- [WHAT YOU NEED TO DO]: Render the entries below as a two-column CSV with the header columns "text" and "answer", one row per entry. Put each entry's text and its answer in their own quoted fields, and replace any line breaks with spaces.

┄┄┄┄┄┄

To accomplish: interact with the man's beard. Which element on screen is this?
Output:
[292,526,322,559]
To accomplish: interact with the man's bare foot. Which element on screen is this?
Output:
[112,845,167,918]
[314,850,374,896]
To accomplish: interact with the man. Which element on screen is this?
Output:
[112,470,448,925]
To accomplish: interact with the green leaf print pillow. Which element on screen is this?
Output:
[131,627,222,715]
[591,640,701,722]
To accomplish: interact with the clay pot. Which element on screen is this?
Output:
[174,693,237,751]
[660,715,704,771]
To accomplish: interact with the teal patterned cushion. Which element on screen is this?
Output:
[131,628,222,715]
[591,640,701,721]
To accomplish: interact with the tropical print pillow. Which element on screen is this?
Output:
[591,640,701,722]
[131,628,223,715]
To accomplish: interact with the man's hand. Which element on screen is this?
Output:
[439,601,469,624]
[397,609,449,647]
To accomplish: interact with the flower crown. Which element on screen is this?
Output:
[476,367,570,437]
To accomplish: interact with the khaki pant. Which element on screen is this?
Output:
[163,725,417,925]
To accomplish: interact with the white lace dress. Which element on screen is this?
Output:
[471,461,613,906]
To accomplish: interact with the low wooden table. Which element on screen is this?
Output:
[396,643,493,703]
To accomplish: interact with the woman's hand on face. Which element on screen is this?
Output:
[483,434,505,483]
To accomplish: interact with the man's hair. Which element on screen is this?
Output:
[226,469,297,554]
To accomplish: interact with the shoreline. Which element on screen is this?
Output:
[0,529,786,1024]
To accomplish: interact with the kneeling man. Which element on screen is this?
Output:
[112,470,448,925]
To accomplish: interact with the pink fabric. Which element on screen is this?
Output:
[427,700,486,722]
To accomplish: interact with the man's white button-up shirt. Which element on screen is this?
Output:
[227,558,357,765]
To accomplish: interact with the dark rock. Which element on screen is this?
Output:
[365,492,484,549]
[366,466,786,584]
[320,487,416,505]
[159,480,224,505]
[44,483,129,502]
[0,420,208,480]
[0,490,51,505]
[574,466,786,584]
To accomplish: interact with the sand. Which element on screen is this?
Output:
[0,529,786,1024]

┄┄┄┄┄┄

- [SOLUTION TO THIS PROBLEM]:
text,answer
"To accomplish: interact with the man's beard. Which element on screen is this? Output:","[292,526,322,559]"
"To accomplish: interact with the man's bare foot. Which element on screen is this? Output:","[112,845,167,918] [314,850,374,896]"
"To accomplish: interact with the man. Which element on screen is this? Output:","[112,470,448,925]"
"To accomplish: interact with the green leaf print pillow. Which element on screen is this? Output:","[131,627,222,715] [591,640,701,722]"
"To accomplish: interact with the clay pot. Which element on screen is this? Output:","[174,693,237,751] [660,715,704,771]"
"To accomplish: interact with the teal patterned cushion. Which element on screen is this? Output:","[131,628,222,715] [591,640,701,721]"
"To accomplish: interact with the tropical print pillow. Which element on screen is this? Output:","[591,640,701,722] [131,628,223,715]"
"To accomplish: interact with the man's hand. Which element on screen is this? Output:","[439,601,469,624] [397,609,449,647]"
"To accomplish: interact with the flower crown. Which element on screen is this? Output:","[476,367,570,437]"
"To accomplish: interact with the khaki pant. Which element on screen is this? Output:","[163,725,417,925]"
"To accomplish: interact with the white lace dress. Which element on screen is this? Output:","[471,461,613,906]"
"To accomplish: interact with the low wooden table. Which element on screen is this? Output:","[396,643,493,703]"
"To accomplish: interact with the woman's hand on face. Which element on screen is this? Output:","[483,434,505,483]"
"To accomplish: interact with the man's hair. Which element on screen is this? Output:","[226,469,297,554]"
"To accomplish: interact with the shoreline. Which element on screen is this? Output:","[0,529,786,1024]"
"To accomplish: interact with the kneeling man. Which element on screen is this? Output:","[112,470,448,925]"
"To accomplish: interact with the pink fabric. Which element on screen is this? Output:","[427,700,486,722]"
"To accomplish: interact with the man's white button-up shirt. Which element on screen is this? Output:","[227,558,357,765]"
"To accomplish: interact with the dark rock. Which element on screen is this? Output:","[365,492,484,549] [366,466,786,584] [320,487,416,505] [159,480,224,505] [44,483,129,502] [0,420,208,480] [0,490,51,505] [574,466,786,584]"
"To accomplish: interact with the sand. Which element on screen is this? Output:","[0,529,786,1024]"